» **Work item**
Can you retype, word for word, the part of the oncolytic virus passage that opens with the words containing "Oncolytic Virus Engineering: The" and closes with "modified virus strains."?

Oncolytic Virus Engineering: The Future Key for Cancer Treatmen

  • Oncolytic virus (OV) is a type of virus that can selectively infect and kill cancer cells. When infected cancer cells are destroyed by oncolysis, OVs continue to release new infectious virus particles to help destroy the remaining tumors without harming healthy tissue. Oncolytic viruses can not only cause direct destruction of tumor cells but also effectively induce immune responses to the infected tumor cells. OVs can generally be classified into two major categories: natural viruses and genetically modified virus strains.

     

    Natural viruses include wild-type and natural variants of weak viruses. For example, reovirus is a wild type OV that replicates only in cells activated by the Ras signaling pathway and specifically targets Ras‐activated cancer cells. Later, as molecular biology techniques advanced, these wild virus strains have been optimized through genetic editing technologies, which leads to the gene-modified OVs. For instance, to increase oncolytic expression in the tumor, an exogenous therapeutic gene is inserted into the OV genome to avoid the occurrence of a systemic immune response and enhance the lethality of the virus.

» **Entries supplied**
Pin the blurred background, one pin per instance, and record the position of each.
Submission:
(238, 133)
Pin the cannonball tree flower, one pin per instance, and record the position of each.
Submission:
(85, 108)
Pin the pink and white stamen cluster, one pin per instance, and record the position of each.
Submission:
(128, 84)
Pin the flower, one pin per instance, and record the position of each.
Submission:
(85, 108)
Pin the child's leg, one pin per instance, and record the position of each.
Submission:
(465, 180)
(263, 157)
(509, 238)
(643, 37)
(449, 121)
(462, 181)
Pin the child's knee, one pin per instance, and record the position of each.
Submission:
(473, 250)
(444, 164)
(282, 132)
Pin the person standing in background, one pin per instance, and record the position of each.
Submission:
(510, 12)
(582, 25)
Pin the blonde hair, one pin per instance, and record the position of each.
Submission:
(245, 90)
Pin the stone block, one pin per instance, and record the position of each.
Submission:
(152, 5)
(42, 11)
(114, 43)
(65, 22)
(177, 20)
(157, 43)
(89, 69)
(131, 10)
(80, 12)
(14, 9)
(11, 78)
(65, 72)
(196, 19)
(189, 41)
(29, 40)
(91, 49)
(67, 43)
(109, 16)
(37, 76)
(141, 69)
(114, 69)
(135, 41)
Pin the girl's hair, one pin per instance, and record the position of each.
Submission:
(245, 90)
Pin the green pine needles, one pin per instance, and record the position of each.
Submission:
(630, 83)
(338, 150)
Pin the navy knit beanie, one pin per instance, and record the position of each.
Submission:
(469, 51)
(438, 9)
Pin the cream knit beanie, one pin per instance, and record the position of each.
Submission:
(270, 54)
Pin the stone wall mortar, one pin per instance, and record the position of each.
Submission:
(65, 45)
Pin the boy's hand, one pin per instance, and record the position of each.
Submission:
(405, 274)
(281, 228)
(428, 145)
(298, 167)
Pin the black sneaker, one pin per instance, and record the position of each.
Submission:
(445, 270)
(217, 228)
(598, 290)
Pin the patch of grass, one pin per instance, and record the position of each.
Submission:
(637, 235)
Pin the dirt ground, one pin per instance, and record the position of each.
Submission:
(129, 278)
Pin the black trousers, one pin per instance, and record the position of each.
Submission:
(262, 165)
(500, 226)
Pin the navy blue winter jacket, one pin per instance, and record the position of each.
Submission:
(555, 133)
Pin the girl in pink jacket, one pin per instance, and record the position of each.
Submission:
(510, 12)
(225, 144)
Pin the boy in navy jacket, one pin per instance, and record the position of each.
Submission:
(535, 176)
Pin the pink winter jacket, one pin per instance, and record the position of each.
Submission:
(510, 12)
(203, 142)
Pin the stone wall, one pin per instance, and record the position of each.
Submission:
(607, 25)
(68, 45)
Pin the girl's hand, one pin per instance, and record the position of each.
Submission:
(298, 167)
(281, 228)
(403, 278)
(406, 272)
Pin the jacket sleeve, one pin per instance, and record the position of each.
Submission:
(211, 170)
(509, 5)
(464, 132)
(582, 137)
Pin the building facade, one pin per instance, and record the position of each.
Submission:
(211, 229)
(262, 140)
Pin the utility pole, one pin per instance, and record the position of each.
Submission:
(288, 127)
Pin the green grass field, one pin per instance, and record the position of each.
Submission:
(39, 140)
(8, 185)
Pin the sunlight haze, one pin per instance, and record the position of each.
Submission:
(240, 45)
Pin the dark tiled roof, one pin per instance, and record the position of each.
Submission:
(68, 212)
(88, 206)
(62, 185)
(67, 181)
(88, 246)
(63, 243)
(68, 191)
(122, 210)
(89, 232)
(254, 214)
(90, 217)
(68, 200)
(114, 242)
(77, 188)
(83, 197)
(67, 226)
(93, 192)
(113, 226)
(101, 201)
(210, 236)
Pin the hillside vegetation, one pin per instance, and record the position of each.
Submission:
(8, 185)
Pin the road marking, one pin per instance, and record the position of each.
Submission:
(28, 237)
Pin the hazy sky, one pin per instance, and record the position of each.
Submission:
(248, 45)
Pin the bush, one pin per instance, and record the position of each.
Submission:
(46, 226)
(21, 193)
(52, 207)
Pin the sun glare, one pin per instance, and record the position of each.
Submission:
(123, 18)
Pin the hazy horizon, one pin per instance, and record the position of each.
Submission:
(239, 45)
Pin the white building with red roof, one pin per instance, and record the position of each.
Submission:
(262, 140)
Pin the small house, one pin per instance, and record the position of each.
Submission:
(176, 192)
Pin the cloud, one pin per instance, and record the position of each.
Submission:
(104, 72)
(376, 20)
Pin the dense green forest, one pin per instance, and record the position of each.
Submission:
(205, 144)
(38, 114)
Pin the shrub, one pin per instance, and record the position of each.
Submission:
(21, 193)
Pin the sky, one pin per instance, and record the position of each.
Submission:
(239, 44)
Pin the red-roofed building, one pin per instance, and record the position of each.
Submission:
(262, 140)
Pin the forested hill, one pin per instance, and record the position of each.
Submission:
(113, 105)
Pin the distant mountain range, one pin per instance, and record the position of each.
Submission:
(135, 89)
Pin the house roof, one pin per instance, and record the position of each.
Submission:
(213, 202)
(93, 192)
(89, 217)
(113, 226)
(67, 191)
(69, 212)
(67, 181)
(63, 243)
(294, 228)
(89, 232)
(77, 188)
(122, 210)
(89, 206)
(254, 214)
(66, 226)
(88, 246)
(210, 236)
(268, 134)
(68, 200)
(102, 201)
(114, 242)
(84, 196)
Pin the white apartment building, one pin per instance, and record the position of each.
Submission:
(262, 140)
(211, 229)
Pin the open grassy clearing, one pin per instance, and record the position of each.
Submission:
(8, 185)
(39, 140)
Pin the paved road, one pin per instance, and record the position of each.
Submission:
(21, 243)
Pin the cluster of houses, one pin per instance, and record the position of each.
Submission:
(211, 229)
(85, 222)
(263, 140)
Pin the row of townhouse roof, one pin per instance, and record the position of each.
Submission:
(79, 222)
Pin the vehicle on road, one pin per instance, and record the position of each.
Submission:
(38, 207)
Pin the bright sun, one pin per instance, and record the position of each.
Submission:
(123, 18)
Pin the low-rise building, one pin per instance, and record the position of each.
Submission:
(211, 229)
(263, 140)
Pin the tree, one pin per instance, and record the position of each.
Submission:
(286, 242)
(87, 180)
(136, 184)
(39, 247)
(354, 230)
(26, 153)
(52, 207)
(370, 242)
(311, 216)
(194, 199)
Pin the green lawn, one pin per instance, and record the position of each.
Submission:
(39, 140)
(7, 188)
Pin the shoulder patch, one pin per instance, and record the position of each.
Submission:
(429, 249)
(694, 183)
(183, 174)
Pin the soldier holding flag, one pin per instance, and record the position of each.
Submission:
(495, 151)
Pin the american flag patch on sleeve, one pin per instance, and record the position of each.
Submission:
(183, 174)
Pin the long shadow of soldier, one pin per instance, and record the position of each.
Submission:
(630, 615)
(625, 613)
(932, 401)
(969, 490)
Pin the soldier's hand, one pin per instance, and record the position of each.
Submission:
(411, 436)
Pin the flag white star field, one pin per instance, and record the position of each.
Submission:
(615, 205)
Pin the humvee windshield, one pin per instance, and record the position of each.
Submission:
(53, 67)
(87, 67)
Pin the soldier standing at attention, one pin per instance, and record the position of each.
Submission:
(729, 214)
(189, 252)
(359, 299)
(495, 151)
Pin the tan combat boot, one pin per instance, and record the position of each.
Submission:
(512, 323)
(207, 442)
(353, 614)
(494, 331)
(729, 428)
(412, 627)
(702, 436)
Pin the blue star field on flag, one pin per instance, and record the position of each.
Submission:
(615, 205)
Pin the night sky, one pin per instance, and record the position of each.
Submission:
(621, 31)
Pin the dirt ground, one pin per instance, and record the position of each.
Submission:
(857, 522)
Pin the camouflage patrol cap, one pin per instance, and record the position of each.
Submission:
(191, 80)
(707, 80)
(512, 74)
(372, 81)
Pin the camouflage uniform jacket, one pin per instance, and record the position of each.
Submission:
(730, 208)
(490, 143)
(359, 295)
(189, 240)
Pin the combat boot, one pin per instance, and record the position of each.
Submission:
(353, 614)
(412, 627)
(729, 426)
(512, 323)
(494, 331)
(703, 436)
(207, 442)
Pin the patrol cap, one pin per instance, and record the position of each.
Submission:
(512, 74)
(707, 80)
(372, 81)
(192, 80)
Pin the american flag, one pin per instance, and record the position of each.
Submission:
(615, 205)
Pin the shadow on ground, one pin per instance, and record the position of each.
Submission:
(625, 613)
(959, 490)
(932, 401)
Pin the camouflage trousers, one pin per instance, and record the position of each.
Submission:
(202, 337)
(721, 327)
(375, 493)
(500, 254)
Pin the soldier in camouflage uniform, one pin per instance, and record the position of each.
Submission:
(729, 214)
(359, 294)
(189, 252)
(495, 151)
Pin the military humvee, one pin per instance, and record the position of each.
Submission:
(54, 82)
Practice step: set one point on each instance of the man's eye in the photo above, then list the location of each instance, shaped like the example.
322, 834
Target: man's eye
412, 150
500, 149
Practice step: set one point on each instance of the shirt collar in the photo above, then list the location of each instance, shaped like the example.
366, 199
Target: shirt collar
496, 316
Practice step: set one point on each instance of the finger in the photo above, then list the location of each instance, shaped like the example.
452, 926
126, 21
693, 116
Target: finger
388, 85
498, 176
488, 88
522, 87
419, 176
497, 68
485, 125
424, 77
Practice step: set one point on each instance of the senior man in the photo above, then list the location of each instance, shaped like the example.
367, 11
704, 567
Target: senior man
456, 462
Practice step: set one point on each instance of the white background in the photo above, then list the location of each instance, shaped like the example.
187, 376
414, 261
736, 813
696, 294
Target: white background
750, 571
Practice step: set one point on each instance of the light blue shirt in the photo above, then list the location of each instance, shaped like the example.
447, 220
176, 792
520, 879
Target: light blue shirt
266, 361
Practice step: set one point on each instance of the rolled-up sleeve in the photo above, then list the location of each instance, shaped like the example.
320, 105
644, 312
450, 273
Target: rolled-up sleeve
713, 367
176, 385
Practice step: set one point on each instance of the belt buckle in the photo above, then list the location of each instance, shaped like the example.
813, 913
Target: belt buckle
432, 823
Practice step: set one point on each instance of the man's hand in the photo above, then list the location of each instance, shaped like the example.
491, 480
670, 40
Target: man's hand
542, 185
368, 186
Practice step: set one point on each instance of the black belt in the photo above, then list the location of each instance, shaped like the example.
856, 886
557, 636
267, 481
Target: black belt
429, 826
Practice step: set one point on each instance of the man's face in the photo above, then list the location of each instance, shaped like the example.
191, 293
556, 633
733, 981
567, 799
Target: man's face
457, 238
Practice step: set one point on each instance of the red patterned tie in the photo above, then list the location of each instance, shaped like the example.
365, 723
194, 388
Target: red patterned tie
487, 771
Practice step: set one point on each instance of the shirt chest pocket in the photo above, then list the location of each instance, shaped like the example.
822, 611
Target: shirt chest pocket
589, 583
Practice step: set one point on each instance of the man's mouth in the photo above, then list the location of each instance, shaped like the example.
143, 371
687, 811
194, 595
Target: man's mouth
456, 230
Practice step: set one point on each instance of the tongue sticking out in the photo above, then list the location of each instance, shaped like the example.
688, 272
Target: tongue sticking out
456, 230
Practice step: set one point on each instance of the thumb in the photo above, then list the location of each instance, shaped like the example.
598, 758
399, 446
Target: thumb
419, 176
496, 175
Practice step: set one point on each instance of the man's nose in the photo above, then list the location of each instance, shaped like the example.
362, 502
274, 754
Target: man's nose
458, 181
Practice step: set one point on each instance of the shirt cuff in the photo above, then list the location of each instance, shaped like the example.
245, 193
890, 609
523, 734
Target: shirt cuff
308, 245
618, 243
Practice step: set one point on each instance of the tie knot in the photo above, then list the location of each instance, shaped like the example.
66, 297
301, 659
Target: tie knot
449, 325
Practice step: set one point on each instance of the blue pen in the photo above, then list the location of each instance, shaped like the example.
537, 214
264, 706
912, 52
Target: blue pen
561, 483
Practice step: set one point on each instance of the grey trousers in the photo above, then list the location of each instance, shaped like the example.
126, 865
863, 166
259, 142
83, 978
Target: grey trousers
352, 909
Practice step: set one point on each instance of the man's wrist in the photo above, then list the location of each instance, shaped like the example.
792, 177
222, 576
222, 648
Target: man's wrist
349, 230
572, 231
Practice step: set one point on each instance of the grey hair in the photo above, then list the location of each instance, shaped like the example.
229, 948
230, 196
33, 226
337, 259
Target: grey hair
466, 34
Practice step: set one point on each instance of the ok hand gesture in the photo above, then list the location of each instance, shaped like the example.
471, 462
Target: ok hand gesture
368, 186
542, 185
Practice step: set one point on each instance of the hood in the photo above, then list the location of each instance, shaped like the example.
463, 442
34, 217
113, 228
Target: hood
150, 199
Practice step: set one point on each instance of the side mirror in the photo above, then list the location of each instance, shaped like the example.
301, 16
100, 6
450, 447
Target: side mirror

» **Exercise result**
Oncolytic Virus Engineering: The Future Key for Cancer Treatmen

  • Oncolytic virus (OV) is a type of virus that can selectively infect and kill cancer cells. When infected cancer cells are destroyed by oncolysis, OVs continue to release new infectious virus particles to help destroy the remaining tumors without harming healthy tissue. Oncolytic viruses can not only cause direct destruction of tumor cells but also effectively induce immune responses to the infected tumor cells. OVs can generally be classified into two major categories: natural viruses and genetically modified virus strains.